* **PAGE EXTRACT**

────────────────────────────────────────

Oakland County Executive L. Brooks Patterson wants to encourage students who'd like to "work with their hands."
Oakland County Executive L. Brooks Patterson weighed in during his recent State of the County address, suggesting a rethinking of high school career planning to encourage students who like working with their hands to consider skilled trades. It could be as simple, he said, “as reinstituting in grade school or high school what we all knew as shop class.”
“We are very pleased at the resurgence and a focus and an importance that’s being placed on career and technical education,” said Shannon Williams, who last month took over as regional administrator for career-technical education at the Macomb Intermediate School District after working as the career-technical education coordinator for Utica Community Schools.
“If (funding is) there,” she said, “we will find useful ways to use it.”
A mix of funding sources, needs
Macomb County, like Wayne County, doesn’t have a countywide millage to support vocational education. In contrast, neighboring Oakland County has a millage that supports four technical campuses run by the regional intermediate school district, Oakland Schools.

────────────────────────────────────────

(Excerpts from a dataset)
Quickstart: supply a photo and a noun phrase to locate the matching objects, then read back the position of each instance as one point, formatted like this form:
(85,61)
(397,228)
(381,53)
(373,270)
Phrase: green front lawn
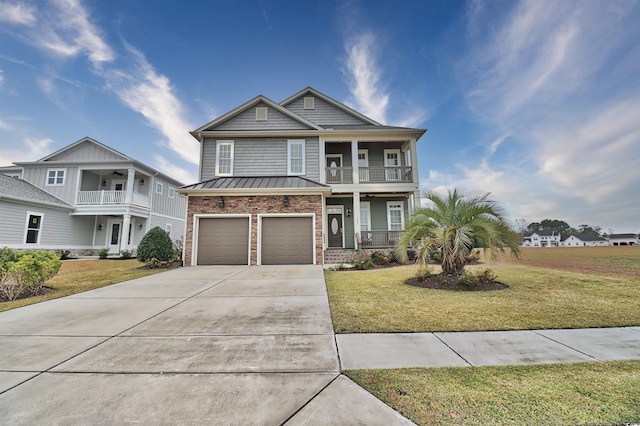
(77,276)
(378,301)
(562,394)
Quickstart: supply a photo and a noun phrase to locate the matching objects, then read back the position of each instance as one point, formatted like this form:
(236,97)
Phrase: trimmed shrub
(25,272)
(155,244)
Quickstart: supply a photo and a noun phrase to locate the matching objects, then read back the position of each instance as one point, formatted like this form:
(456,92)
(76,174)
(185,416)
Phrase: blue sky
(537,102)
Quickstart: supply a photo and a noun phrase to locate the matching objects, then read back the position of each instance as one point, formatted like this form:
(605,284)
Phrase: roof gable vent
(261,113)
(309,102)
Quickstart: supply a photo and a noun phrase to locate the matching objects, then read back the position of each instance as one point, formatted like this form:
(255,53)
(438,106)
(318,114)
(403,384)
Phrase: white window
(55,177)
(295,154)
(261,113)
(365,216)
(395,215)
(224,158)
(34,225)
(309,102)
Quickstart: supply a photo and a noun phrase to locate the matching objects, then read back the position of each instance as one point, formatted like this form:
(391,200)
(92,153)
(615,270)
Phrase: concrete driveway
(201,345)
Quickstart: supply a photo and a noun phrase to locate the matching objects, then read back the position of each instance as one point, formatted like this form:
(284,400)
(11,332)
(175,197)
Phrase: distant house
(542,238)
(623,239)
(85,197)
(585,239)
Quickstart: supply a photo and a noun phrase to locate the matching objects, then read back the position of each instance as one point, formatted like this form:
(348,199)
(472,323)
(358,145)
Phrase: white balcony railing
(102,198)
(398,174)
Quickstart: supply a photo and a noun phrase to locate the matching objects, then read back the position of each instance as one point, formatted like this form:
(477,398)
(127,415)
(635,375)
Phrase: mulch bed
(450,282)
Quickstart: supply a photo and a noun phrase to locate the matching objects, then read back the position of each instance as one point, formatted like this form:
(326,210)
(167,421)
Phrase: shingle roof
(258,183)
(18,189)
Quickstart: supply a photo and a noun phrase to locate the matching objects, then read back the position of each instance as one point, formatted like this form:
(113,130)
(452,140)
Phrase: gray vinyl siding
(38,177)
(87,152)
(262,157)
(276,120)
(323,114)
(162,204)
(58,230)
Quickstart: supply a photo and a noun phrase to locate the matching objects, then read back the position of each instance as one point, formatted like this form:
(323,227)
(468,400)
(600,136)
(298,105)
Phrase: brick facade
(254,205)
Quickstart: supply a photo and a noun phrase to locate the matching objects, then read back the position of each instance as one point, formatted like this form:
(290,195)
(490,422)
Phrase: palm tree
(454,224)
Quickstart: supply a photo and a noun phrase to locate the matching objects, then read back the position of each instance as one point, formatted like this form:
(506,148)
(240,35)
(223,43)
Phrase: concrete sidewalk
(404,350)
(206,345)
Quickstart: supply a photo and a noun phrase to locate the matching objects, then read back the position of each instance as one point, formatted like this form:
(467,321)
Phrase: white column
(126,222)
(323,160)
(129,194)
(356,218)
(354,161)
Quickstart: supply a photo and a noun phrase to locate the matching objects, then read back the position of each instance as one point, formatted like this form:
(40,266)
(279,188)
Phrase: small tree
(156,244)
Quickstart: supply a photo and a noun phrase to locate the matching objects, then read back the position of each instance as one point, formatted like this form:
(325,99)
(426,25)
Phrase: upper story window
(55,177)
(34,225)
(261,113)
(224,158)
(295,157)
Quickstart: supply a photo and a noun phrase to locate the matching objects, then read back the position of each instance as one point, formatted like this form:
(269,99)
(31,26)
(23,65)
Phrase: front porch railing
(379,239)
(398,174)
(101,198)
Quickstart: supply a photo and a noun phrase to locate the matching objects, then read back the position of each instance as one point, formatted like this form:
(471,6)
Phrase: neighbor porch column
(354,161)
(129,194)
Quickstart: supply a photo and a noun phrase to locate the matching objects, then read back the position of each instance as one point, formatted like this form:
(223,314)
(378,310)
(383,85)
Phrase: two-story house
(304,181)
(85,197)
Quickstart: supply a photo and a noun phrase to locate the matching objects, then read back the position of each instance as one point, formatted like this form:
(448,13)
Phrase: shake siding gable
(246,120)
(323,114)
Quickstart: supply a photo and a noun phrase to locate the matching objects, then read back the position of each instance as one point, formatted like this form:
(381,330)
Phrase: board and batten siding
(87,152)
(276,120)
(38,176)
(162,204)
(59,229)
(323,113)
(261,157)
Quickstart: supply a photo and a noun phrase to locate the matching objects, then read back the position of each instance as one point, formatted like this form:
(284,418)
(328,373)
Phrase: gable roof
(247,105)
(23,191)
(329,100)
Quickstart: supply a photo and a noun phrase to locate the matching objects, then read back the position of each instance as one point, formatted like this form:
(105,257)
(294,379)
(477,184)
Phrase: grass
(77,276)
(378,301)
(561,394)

────────────────────────────────────────

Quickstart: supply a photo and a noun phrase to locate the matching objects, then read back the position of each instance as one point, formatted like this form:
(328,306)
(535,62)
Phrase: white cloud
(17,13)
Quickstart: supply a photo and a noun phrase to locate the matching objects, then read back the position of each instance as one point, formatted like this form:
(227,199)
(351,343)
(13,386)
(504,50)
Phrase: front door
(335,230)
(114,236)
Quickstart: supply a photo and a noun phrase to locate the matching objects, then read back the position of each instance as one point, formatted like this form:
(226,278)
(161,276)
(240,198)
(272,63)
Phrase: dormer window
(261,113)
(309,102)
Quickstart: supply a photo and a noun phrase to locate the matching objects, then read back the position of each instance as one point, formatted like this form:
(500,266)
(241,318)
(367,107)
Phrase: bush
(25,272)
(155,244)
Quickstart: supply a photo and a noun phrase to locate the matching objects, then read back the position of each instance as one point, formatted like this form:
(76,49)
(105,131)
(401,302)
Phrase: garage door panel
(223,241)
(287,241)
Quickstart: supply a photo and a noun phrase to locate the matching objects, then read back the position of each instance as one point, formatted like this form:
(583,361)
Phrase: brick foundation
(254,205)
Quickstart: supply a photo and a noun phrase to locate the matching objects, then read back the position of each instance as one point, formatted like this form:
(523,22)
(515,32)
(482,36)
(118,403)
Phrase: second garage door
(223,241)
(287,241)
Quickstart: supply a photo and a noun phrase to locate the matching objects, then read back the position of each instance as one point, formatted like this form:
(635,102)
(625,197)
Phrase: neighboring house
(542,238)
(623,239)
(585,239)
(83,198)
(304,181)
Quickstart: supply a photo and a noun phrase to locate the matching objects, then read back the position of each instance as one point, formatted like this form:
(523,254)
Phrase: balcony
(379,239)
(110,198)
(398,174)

────────────────────────────────────────

* **TASK LIST**
1. Name every county mentioned in the article on career and technical education.
2. Extend the article on career and technical education, picking up after its final sentence.
These entries are unrelated to the article on career and technical education and should be treated as separate material.

* **ANSWERS TO THIS EXERCISE**
1. Oakland County, Macomb County, Wayne County

2.
The Oakland district said it would apply for a new K-12 equipment grant, with a focus on advanced manufacturing, health sciences, transportation, construction skills and science, technology, engineering and math (STEM) fields.
Macomb County’s ISD coordinates career-tech programs offered within 21 local school districts in the county, Williams said.
Vocational programs get some extra state funding to offset higher operating costs than in general education, but several administrators said the funding isn’t designed to cover large capital equipment costs.
Macomb County instructors have requested such equipment as 3-D printers, construction equipment, medical devices and mannequins and welding simulators, Williams said.
Welding is a high-demand field at the William D. Ford Career-Technical Center in Westland, with 32 students enrolled in each of two shifts during the school day, said Michele Harmala, superintendent of Wayne-Westland Community Schools, which runs the vocational center.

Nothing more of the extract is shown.